Extracted records
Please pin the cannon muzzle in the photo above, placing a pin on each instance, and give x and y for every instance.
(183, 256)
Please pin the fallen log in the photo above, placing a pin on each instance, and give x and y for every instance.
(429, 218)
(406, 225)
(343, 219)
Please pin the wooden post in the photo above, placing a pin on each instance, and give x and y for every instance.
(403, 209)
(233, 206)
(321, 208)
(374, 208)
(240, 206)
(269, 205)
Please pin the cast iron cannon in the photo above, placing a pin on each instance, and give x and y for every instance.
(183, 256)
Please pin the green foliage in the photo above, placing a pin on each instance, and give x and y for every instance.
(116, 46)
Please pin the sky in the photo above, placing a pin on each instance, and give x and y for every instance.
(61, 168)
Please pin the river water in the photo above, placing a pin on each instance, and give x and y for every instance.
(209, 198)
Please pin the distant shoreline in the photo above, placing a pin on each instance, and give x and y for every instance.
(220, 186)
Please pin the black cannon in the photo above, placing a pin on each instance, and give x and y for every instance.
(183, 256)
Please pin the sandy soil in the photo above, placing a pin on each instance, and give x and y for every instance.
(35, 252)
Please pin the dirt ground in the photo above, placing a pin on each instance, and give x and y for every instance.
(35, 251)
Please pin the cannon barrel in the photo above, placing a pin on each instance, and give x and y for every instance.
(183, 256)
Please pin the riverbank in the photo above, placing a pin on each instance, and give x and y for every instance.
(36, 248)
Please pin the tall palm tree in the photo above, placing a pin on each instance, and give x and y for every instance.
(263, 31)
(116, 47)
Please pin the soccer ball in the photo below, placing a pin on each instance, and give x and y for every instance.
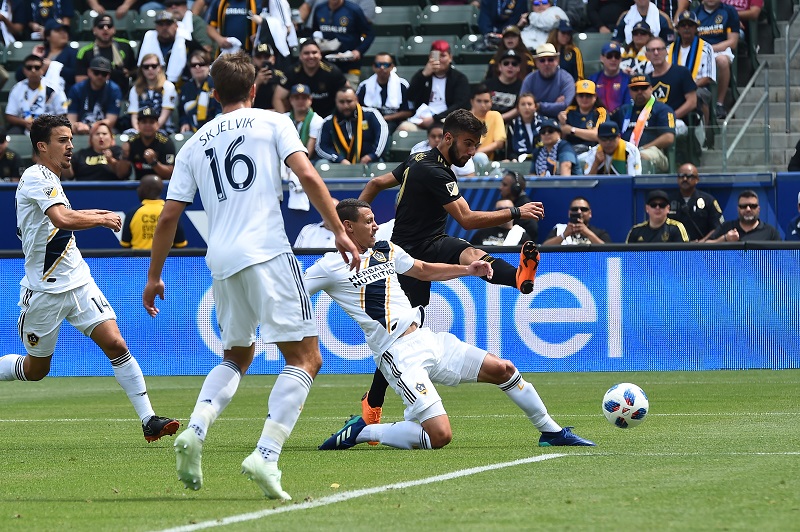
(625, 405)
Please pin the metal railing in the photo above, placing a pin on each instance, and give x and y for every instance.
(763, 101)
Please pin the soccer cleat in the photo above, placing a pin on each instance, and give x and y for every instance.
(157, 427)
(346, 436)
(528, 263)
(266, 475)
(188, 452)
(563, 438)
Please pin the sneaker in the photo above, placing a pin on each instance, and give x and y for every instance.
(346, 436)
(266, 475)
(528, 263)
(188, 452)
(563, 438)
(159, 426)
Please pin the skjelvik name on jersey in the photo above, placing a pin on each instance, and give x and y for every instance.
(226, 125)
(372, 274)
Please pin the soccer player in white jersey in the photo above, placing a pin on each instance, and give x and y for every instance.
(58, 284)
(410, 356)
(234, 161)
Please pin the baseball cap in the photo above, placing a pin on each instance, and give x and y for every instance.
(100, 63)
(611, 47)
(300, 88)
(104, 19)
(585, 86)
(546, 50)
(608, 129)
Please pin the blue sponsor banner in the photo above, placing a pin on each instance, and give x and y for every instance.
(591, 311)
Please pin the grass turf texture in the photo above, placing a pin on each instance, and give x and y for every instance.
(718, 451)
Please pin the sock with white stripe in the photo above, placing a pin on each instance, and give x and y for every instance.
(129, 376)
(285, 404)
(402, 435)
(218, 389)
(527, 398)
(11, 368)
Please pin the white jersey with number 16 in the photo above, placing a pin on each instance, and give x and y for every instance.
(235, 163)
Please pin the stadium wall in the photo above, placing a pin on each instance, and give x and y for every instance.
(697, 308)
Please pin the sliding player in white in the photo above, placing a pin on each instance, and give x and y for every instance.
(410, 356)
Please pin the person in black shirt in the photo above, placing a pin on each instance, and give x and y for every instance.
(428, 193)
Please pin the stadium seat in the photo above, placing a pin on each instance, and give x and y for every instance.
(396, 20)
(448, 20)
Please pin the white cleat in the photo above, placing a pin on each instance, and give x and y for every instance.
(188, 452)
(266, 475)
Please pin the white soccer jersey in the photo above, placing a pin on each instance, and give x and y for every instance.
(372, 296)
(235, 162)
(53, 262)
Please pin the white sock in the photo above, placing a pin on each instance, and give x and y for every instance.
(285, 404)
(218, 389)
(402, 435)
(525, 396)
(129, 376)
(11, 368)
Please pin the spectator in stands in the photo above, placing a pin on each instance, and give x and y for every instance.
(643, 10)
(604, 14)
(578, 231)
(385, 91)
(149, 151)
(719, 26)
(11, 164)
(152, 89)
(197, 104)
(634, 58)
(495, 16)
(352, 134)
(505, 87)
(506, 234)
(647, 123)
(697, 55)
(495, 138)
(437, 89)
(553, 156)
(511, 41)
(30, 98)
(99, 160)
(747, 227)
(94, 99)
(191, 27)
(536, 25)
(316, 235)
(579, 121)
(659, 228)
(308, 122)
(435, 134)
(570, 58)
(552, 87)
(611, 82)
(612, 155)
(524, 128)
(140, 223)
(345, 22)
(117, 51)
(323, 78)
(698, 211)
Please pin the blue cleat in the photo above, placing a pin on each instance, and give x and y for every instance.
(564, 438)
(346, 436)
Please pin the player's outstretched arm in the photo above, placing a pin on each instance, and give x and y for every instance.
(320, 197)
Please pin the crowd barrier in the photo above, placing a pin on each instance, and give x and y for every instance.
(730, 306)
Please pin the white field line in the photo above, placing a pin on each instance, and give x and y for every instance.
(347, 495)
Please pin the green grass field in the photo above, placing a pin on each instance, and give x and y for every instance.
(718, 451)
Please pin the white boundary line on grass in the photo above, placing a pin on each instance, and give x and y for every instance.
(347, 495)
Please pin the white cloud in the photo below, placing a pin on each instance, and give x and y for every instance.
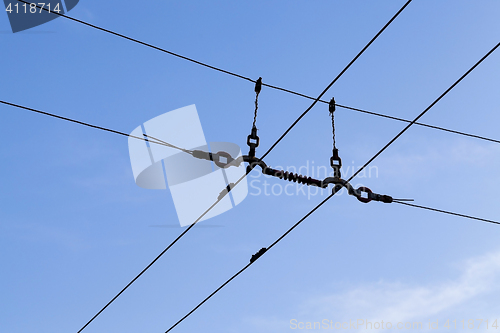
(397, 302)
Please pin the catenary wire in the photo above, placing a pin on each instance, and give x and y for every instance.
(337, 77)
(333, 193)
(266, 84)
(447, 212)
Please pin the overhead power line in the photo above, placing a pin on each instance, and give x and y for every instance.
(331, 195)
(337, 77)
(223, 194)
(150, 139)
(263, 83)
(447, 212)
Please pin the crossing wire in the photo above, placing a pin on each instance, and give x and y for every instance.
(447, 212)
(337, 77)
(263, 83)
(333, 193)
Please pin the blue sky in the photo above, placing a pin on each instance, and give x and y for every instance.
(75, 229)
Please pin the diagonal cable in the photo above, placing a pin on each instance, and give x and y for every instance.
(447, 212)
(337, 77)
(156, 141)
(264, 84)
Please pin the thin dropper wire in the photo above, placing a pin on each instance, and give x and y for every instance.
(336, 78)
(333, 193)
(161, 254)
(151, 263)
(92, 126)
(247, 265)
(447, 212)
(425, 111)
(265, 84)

* * *

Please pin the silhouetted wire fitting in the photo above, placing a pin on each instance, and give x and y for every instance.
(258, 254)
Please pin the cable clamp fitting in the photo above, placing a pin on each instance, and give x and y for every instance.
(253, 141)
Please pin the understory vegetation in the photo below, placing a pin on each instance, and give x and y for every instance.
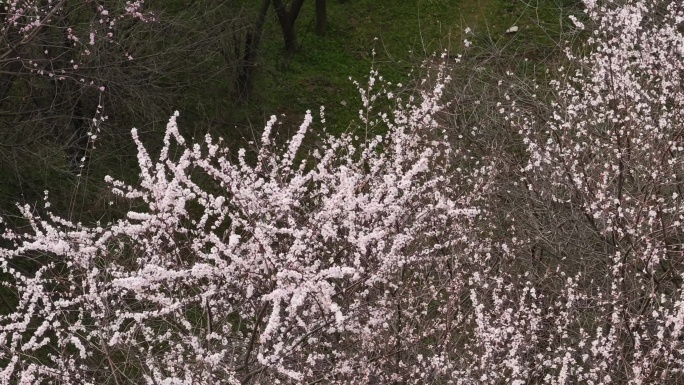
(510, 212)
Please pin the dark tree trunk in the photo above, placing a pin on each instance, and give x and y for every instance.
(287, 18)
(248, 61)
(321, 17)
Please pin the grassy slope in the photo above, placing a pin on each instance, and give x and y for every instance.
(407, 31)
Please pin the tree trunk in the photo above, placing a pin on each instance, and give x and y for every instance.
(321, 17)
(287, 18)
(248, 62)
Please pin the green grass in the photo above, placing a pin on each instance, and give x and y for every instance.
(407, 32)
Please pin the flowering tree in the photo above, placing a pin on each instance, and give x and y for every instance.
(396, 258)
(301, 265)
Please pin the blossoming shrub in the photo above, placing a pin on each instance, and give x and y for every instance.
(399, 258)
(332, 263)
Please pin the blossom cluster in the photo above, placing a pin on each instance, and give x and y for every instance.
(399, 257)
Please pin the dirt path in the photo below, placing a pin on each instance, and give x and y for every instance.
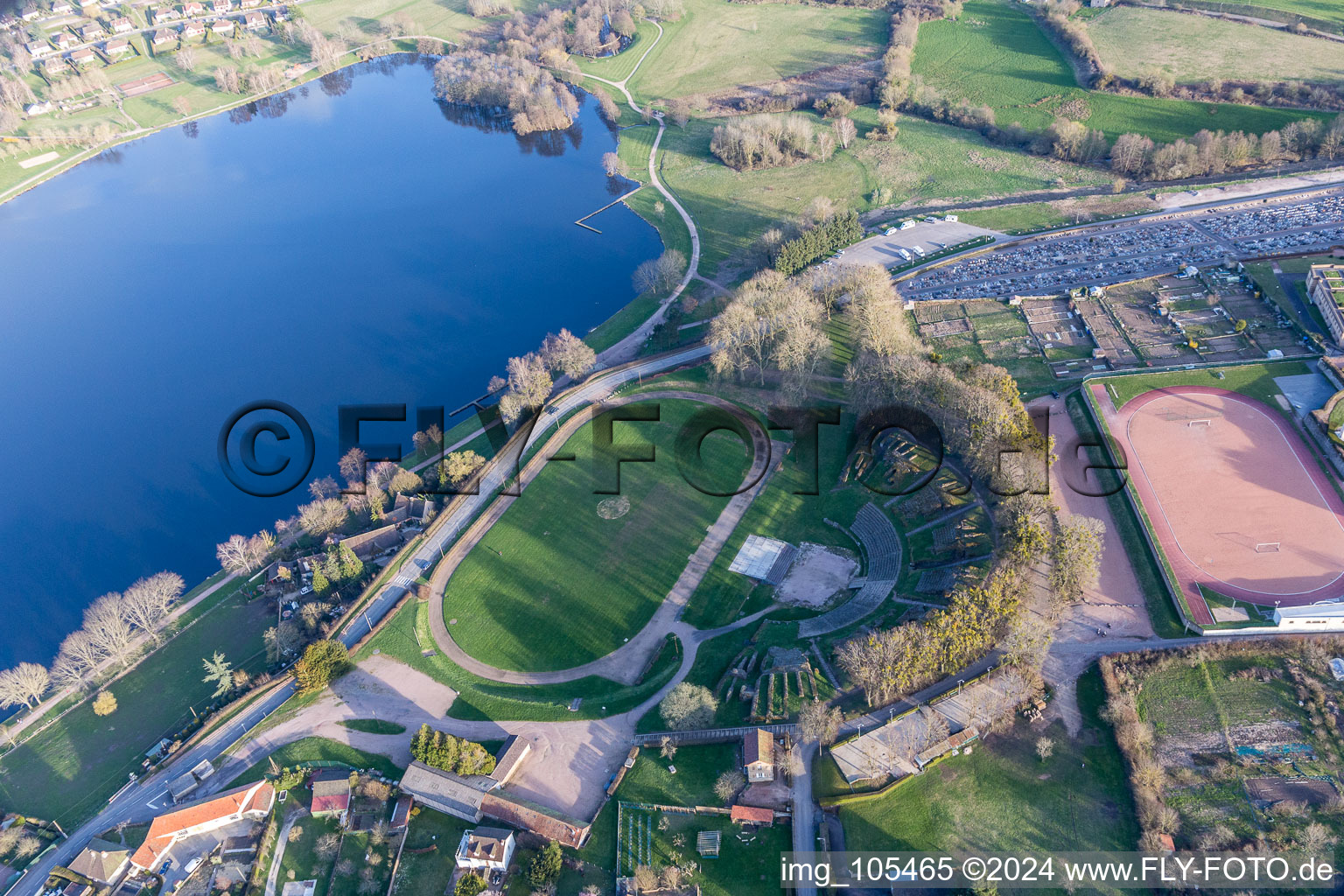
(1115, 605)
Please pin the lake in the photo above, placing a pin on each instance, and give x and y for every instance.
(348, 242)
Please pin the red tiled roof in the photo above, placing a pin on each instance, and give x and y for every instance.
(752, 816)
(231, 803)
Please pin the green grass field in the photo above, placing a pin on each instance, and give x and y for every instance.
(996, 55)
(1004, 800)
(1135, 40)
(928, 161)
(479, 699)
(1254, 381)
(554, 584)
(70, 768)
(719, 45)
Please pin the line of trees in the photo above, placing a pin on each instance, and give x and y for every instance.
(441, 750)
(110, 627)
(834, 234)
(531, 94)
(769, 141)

* * *

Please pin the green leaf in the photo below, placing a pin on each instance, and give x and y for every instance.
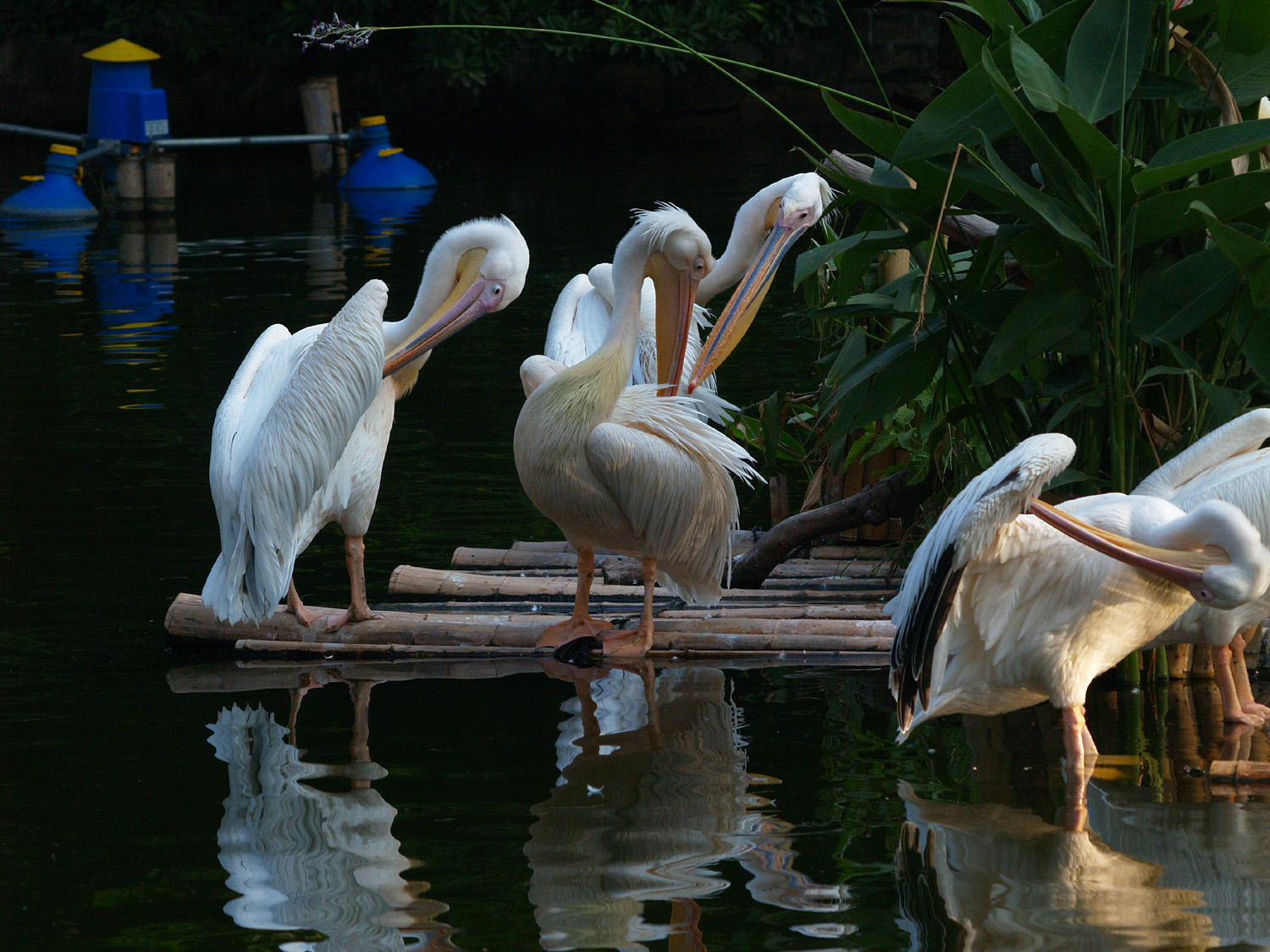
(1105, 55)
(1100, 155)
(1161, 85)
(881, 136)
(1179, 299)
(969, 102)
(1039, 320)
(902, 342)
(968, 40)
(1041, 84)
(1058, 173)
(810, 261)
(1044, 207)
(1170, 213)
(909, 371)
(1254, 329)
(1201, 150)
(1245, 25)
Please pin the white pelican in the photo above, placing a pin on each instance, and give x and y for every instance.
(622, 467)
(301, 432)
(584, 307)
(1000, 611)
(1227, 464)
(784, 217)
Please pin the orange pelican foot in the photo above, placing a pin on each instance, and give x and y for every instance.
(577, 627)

→ TASK STATEMENT
Show every line in the records above that contains the word "stadium".

→ RESPONSE TO THIS EXERCISE
Please pin the stadium wall in the photo above, placing a pin on each instance, and give x and y for every instance.
Please pin the stadium seat in the photo above, placing a pin on each instance, and give x and y for every instance.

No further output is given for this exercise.